Task input »
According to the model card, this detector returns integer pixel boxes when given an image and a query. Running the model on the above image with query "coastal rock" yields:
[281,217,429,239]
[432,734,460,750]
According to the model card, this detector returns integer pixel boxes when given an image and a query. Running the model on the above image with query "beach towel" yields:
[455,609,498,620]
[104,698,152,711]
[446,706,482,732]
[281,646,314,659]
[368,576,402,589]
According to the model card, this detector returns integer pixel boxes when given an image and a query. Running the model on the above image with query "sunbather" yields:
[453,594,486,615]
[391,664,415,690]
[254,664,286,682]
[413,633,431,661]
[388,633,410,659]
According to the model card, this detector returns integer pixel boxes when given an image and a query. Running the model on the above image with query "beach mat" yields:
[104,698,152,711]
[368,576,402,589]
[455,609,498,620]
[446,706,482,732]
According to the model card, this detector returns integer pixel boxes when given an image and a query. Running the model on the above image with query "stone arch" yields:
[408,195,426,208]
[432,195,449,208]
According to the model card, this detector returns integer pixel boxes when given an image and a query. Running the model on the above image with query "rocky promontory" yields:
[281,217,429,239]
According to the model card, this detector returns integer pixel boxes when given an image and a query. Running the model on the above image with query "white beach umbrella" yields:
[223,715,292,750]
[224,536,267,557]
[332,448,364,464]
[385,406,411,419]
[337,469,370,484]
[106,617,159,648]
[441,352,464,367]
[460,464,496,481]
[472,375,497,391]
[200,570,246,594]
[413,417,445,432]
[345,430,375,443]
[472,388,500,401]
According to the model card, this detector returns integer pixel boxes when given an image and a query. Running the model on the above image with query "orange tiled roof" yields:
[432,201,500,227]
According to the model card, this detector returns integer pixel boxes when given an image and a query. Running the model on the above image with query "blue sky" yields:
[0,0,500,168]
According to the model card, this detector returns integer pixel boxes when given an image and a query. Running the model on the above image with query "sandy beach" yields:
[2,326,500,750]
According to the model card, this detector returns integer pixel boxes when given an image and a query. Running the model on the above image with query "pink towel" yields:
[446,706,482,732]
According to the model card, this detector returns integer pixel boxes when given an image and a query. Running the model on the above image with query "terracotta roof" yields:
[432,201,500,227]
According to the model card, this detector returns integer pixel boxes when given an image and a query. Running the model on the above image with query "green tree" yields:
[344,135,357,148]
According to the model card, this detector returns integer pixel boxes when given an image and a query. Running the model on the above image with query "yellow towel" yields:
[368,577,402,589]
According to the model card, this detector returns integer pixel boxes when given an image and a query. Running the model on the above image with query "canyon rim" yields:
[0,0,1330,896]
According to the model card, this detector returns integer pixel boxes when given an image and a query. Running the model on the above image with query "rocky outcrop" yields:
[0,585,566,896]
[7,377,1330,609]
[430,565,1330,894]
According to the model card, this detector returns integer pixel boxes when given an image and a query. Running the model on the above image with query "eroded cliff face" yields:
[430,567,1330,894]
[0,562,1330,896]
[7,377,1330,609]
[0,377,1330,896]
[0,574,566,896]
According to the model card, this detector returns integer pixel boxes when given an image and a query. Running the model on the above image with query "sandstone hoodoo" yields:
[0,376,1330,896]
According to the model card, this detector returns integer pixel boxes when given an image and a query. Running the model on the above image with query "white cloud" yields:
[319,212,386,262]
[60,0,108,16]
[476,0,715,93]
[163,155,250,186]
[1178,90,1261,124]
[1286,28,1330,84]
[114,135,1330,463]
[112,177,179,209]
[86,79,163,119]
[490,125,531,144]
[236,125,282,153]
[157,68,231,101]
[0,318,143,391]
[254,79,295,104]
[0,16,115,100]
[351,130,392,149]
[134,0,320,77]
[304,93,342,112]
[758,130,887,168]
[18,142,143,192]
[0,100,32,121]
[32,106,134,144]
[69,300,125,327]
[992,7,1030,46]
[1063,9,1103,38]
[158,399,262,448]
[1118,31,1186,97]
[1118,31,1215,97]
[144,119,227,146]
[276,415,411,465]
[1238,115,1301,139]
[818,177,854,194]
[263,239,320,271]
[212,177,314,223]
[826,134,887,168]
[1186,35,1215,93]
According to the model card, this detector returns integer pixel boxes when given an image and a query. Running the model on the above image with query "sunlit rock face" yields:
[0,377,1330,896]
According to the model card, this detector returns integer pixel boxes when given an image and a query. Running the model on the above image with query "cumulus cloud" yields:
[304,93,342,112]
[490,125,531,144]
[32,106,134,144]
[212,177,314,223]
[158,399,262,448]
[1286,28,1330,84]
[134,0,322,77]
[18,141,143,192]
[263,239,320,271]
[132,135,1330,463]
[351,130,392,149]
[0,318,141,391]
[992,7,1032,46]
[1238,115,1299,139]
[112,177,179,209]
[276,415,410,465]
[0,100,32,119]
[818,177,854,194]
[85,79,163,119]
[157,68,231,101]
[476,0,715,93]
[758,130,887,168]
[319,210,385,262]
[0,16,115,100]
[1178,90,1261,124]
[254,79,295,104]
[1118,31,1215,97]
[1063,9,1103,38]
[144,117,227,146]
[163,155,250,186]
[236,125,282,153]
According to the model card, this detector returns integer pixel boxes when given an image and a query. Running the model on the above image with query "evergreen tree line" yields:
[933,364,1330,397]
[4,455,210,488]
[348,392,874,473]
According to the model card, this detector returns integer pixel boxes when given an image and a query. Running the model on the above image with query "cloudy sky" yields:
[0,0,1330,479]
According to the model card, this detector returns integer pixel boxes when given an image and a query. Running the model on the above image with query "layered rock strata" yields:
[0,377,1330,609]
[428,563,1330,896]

Exercise »
Reproduce every one of the records above line by line, in the same order and without any changes.

Output of the exercise »
According to the model card, this detector returns integer pixel boxes when given an image and a query. Running the model on the above image with query "coastal rock" yields:
[281,217,429,239]
[432,734,460,750]
According to the model card, this detector returns integer pixel boxes when given an image and a query. Running the model on the above image with query "beach towel" yields:
[455,609,498,620]
[104,698,152,711]
[446,706,482,732]
[281,646,314,659]
[368,576,402,589]
According to the model card, this detector returns integer pixel boxes when given an image and a query. Running the model on the above image with query "sunbather" yields:
[453,594,486,615]
[391,664,415,690]
[254,664,286,682]
[413,633,431,661]
[388,633,410,659]
According to the model card, this detector returns integer pixel boxes when given an image and a query. Running the model on the above image with query "beach mat" yields:
[104,698,152,711]
[368,576,402,589]
[455,609,498,620]
[446,706,482,732]
According to the model card, this detector returns integer pixel boxes when given an image and a query. Running the model on the above image with query "stone arch" yields:
[408,195,426,208]
[432,195,449,208]
According to the model card, this detector returns integer pixel boxes when given an image and a query. Running the model on the above image with query "rocky promontory" yields:
[281,217,429,239]
According to the model card, this detector returns integer pixel boxes when given an image and a query. Running the model on the above image with query "white beach umbrella" yields:
[223,715,292,750]
[224,536,267,557]
[332,448,364,464]
[385,406,411,419]
[337,469,370,484]
[106,617,159,648]
[441,352,464,367]
[460,464,496,481]
[472,375,497,391]
[200,570,246,594]
[413,417,445,432]
[345,430,375,443]
[472,388,500,401]
According to the model card, this detector returns integer pixel boxes when given an image and a query. Running the model on the above image with query "orange tiled roof" yields:
[432,201,500,227]
According to the model card, this detector returns integer pixel boxes when given an image and a query. Running the model on the above image with query "blue sky" yields:
[0,0,500,168]
According to the model card, this detector returns integer pixel boxes when given an image and a query. Running the model on the above image with query "sandy beach" yields:
[2,326,500,750]
According to the model card, this detector returns integer pixel boxes when given an image and a query. Running the model on the above image with query "pink towel" yields:
[446,706,482,732]
According to the model card, this detector returns integer pixel boxes when given an image and a query. Running the model on the above image with query "terracotta roof" yields:
[432,201,500,227]
According to the model card, this detector returns integer pixel boxes when given an image and a query. Running the model on the above image with query "green tree" yields:
[344,135,357,148]
According to the model card, this detector returns integer pixel boxes when given an image and a query. Running the model on the above image with query "yellow towel" yields:
[368,577,402,589]
According to the model card, this detector returns integer pixel boxes when given an image and a query. Running the model on the above image with query "canyon rim" yields:
[0,0,1330,896]
According to the model card, this detector returns integer pixel boxes when given an image and a query. Running the model on the above image with query "rocky outcrop" yields:
[0,585,566,896]
[7,377,1330,609]
[430,565,1330,894]
According to the model card, this detector returns integer pixel boxes when given an image and a query. Running the model on the above image with query "eroded cliff face" yields:
[430,567,1330,894]
[0,562,1330,896]
[7,377,1330,609]
[0,377,1330,896]
[0,574,566,896]
According to the model card, this detector returns integer pixel boxes when given an image and a query. Running the model on the above image with query "sandstone hoodoo" yields:
[0,376,1330,896]
According to the model card, this detector returns integer pixel boxes when given an image and a query. Running the model on the above image with query "white cloud" yields:
[319,212,386,262]
[60,0,108,16]
[476,0,715,93]
[163,155,250,186]
[1178,90,1261,124]
[1286,28,1330,84]
[114,135,1330,463]
[112,177,179,209]
[86,79,163,119]
[490,125,531,144]
[236,125,282,153]
[157,68,231,101]
[0,318,143,391]
[254,79,295,104]
[0,16,115,100]
[351,130,392,149]
[134,0,320,77]
[304,93,342,112]
[758,130,887,168]
[18,142,143,192]
[0,100,32,121]
[32,106,134,144]
[69,300,125,327]
[992,7,1030,46]
[1063,9,1103,38]
[158,399,262,448]
[1118,31,1186,97]
[1118,31,1215,97]
[144,119,227,146]
[276,415,411,465]
[1238,115,1301,139]
[818,177,854,194]
[263,239,320,271]
[212,177,314,223]
[826,134,887,168]
[1186,35,1215,93]
According to the model card, this detector returns integer pixel boxes when given an image and a query. Running the model on the above image with query "sunlit rock face" yields:
[0,377,1330,896]
According to the model card, this detector returns integer pixel boxes when given an image and a query. Running the model on the above image with query "cumulus cloud" yields:
[304,93,342,112]
[490,125,531,144]
[32,106,134,144]
[212,177,314,223]
[158,399,262,448]
[1286,28,1330,84]
[134,0,322,77]
[18,141,143,192]
[263,239,320,271]
[132,135,1330,463]
[351,130,392,149]
[0,318,141,391]
[992,7,1032,46]
[1238,115,1299,139]
[112,177,179,209]
[276,415,410,465]
[0,100,32,119]
[818,177,854,194]
[85,79,163,119]
[157,68,231,101]
[476,0,715,93]
[758,130,887,168]
[319,210,385,262]
[0,16,115,100]
[1178,90,1261,124]
[254,79,295,104]
[1118,31,1215,97]
[1063,9,1103,38]
[144,117,227,146]
[163,155,250,186]
[236,125,282,153]
According to the model card, this detector returns integer pixel boxes when given an image and a query. Running the model on the above image with query "evergreen tree line" yields:
[933,364,1330,397]
[4,455,210,488]
[348,392,874,473]
According to the model card, this detector returns integer pixel boxes when given an image and a query. Running the model on the above image with query "cloudy sky" yields:
[0,0,1330,479]
According to the model card, this detector returns integer pixel boxes when given an image and a query. Running the model on the above image with query "layered rock strata" yields:
[0,377,1330,609]
[428,563,1330,896]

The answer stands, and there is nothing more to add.